LISTA DE TAREFAS
a. Responda, com base no texto sobre David Fonseca:
(i) Em que cidade nasceu David Fonseca?
(ii) Que banda liderou?
(iii) Que disco acaba de publicar?
b. Indique quantas linhas da listagem contêm a palavra "gate", distinguindo maiúsculas de minúsculas. Responda só com o número.

TEXTO FORNECIDO
· · · · · · ·
Tinha o sonho de ser fotógrafo, mas foi na música que alcançou o êxito, ao liderar a banda portuguesa mais bem sucedida do final do século XX, os Silence 4. Nasceu em Leiria há 34 anos e hoje diz que já não conseguia viver longe da música. Chama-se David Fonseca, adora gatos e acaba de publicar o terceiro disco a solo.
Autores – No princípio eram os Silence 4. A tua história podia começar assim. Como é que nasceu esse projecto?
· · · · · · ·
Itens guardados
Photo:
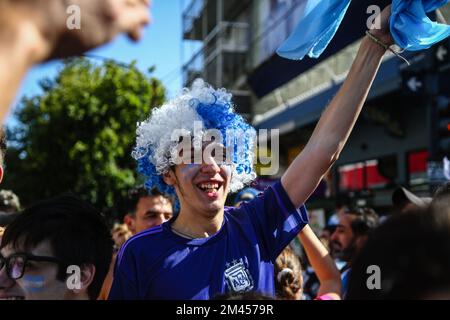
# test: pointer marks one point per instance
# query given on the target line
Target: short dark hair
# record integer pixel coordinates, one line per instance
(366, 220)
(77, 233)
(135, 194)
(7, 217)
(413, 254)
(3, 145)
· · · · · · ·
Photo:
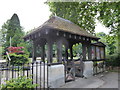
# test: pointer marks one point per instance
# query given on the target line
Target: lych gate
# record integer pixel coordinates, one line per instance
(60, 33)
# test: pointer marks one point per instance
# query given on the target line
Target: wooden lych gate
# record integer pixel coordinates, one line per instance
· · · · · · ·
RESPOSTAS POR TAREFA
a.
(i) Em Leiria.
(ii) Os Silence 4.
(iii) O terceiro disco a solo.

b. 2